● **Written request**
Rewrite the listing below with "foliage" changed to "leaves" and every other line kept the same. Leave the pictures out.

● **Provided records**
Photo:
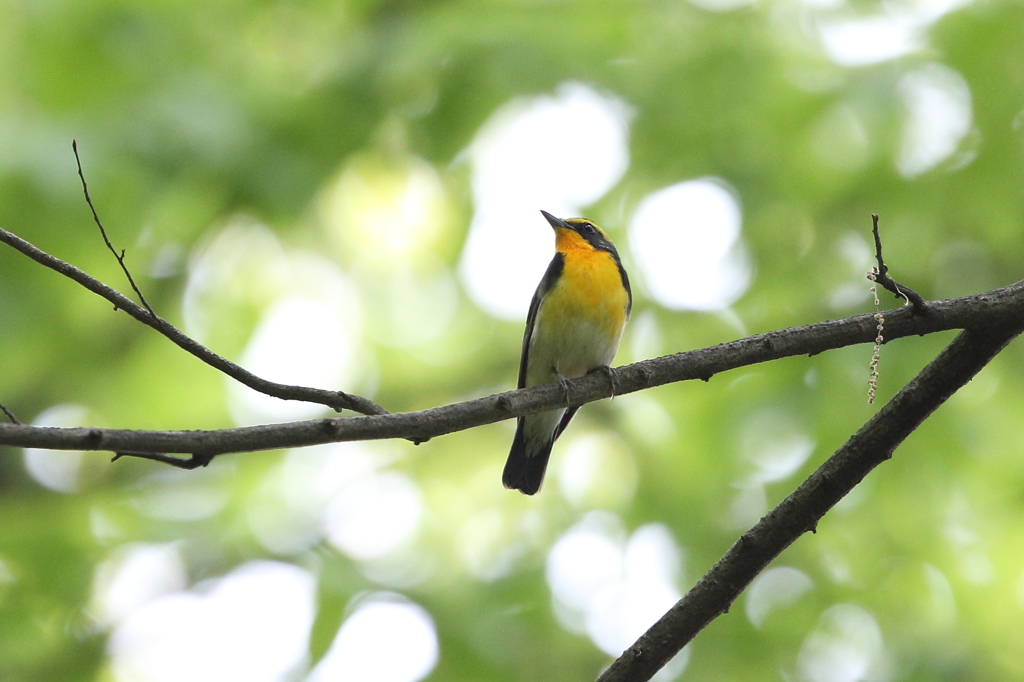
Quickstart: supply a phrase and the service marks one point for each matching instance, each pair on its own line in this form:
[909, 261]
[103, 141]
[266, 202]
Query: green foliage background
[189, 115]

● **Task result**
Photo:
Quickstart: supply a phrase and the service marks one point for each matching instance, each pair on its own line in this form:
[909, 261]
[103, 141]
[266, 202]
Query: green leaves background
[189, 115]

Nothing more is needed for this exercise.